───── RECORDS PROVIDED
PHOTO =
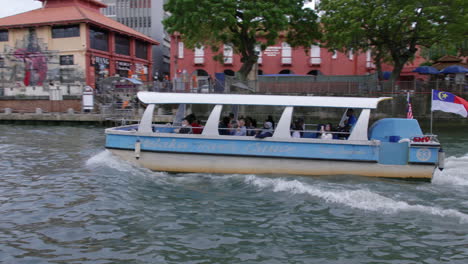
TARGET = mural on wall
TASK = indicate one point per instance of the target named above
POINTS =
(31, 63)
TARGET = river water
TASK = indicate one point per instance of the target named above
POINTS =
(65, 199)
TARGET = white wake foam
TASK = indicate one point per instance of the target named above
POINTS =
(455, 172)
(360, 199)
(106, 159)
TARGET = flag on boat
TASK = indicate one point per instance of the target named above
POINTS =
(409, 110)
(448, 102)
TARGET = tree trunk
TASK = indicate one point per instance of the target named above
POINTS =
(246, 68)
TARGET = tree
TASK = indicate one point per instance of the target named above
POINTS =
(244, 25)
(392, 29)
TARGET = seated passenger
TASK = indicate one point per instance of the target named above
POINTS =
──────────
### DIRECTIONS
Pictures aside, repeat every entry exactly as written.

### YOUR SOLUTION
PHOTO =
TARGET = mural on wall
TASK = indicate one point per instance of the target named above
POINTS =
(31, 63)
TARGET = river water
TASK = indicate one point per instance of the target named above
POINTS =
(65, 199)
TARGET = white wake foam
TASK = indicate one point per instance of the target named above
POINTS =
(455, 172)
(360, 199)
(106, 159)
TARGET = flag on boat
TASK = indicate one point per instance of the target named above
POINTS =
(409, 110)
(448, 102)
TARGET = tree trunk
TASK = indicate one point per instance of the target named above
POINTS =
(246, 68)
TARGET = tree
TASK = indicate one point per instance of the target named above
POINTS =
(244, 25)
(392, 29)
TARGET = seated passenger
TASK = indicate one point per instance of the target named above
POINTS =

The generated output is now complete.